(GIVEN INFORMATION Opens)
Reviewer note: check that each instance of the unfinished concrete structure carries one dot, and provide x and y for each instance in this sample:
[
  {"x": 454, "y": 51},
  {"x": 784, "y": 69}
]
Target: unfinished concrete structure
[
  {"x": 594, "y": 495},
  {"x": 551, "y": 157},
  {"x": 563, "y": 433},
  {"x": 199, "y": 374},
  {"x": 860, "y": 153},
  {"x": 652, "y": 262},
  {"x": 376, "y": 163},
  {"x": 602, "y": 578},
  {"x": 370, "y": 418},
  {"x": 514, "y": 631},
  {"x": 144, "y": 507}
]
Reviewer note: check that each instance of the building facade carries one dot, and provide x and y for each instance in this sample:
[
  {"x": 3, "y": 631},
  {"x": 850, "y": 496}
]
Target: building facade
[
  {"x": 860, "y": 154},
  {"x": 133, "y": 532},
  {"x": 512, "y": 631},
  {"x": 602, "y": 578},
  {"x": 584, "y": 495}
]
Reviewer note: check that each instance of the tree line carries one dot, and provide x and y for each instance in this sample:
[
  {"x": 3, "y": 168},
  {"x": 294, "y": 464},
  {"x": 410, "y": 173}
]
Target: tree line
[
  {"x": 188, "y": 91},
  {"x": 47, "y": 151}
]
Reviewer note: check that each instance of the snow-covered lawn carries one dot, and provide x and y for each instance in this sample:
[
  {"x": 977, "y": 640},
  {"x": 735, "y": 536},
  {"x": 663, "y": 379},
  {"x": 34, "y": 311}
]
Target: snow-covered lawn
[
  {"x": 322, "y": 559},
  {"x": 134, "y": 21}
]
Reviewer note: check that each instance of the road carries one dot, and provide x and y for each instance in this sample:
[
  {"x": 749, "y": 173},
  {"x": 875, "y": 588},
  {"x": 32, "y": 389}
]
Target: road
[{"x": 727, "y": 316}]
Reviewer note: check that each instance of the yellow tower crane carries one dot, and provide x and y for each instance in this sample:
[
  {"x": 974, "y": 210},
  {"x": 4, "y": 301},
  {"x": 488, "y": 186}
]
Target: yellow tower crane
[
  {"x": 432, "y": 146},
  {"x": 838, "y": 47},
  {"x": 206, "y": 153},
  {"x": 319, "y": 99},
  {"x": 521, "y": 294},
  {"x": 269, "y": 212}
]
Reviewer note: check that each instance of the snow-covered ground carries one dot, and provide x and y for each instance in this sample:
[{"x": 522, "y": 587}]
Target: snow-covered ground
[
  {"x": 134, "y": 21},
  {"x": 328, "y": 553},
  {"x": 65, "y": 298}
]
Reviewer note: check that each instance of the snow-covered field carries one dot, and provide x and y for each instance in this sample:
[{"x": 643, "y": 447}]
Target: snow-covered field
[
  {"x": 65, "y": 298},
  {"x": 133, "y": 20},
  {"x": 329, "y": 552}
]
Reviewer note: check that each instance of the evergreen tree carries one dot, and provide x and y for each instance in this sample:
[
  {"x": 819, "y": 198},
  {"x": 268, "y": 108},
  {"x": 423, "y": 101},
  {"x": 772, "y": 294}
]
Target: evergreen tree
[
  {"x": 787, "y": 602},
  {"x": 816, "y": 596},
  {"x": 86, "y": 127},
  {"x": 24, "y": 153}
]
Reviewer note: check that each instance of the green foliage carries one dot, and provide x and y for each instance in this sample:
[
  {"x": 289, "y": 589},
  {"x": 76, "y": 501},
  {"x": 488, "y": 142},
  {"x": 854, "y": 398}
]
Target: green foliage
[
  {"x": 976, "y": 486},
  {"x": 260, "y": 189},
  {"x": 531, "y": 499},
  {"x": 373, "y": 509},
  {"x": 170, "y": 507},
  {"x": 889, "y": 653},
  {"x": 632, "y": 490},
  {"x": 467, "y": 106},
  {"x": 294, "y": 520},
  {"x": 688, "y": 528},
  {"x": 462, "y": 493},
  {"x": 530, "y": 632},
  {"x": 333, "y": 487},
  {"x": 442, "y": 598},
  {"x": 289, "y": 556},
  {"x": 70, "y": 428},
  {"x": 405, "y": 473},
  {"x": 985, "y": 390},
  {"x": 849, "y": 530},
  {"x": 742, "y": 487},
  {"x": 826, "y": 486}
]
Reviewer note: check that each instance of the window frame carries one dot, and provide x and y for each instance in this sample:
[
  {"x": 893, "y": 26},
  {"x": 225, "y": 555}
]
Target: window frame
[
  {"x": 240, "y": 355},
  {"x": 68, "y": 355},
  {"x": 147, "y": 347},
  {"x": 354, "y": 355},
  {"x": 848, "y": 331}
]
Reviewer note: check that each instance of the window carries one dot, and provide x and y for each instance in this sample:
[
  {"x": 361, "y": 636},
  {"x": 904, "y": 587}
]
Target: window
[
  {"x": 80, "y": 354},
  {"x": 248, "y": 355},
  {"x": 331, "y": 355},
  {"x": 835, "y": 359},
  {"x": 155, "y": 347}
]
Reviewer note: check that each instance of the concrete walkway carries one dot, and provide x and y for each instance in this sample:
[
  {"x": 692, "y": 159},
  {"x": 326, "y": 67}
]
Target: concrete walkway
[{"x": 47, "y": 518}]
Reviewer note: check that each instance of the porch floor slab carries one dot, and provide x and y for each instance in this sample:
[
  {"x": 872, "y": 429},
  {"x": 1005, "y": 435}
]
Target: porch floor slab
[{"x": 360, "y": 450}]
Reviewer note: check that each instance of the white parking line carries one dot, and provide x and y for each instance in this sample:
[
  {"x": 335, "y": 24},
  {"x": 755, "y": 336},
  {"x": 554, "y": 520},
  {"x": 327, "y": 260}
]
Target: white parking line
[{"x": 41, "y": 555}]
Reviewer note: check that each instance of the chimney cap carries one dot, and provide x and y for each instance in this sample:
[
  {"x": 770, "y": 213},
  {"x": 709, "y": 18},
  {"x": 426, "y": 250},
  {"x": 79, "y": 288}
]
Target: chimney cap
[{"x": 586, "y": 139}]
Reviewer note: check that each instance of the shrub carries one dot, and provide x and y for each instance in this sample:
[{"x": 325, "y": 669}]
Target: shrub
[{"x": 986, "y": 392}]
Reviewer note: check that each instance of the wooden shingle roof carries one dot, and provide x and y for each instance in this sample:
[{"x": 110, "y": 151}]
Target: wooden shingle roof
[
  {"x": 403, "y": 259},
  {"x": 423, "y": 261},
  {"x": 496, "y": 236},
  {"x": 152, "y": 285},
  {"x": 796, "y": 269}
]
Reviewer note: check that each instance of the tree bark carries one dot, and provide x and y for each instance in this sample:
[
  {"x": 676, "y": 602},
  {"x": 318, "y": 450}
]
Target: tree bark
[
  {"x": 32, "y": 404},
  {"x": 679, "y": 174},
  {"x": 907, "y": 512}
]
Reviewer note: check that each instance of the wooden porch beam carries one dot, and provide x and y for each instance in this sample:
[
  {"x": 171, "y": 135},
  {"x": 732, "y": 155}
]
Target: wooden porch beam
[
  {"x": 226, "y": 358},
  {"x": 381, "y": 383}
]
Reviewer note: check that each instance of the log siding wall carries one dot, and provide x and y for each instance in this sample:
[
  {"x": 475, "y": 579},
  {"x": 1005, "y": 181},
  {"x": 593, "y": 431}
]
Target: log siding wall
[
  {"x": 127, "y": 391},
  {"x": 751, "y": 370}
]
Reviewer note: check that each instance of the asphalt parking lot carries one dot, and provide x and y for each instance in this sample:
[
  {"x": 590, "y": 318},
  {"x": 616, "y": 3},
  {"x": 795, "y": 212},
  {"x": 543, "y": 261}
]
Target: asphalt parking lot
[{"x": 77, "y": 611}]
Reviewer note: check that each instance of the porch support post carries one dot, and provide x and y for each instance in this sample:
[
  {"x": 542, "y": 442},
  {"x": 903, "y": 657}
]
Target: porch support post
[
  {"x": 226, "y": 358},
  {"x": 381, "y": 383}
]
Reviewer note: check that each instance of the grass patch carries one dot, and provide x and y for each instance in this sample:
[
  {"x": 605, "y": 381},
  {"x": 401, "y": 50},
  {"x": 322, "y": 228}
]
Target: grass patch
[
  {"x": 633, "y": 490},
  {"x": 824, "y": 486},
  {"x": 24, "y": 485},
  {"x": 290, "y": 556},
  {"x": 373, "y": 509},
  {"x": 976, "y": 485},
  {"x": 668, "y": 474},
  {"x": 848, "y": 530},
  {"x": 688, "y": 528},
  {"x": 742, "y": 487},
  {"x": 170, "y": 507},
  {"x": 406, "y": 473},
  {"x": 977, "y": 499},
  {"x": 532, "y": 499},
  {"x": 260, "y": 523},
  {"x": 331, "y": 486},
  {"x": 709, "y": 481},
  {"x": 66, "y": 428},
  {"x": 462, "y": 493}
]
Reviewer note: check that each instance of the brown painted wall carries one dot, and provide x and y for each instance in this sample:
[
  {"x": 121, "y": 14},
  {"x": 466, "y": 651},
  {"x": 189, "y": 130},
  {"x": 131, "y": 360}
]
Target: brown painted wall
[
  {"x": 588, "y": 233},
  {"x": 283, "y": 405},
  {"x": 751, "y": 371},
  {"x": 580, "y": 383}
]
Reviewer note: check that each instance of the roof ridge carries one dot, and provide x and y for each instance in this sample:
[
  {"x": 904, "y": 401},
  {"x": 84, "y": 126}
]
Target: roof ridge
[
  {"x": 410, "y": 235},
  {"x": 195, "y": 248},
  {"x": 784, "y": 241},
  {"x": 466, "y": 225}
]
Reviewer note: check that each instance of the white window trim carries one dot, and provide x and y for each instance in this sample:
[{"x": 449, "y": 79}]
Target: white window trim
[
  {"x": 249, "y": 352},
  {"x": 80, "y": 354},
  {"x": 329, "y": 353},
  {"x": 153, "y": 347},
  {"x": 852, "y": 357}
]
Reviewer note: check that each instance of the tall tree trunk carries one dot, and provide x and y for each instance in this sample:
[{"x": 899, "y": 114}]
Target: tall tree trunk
(GIVEN INFORMATION Closes)
→ TASK BRIEF: The answer is a number alone: how many lines of the data contain the string "trunk"?

→ REPLY: 2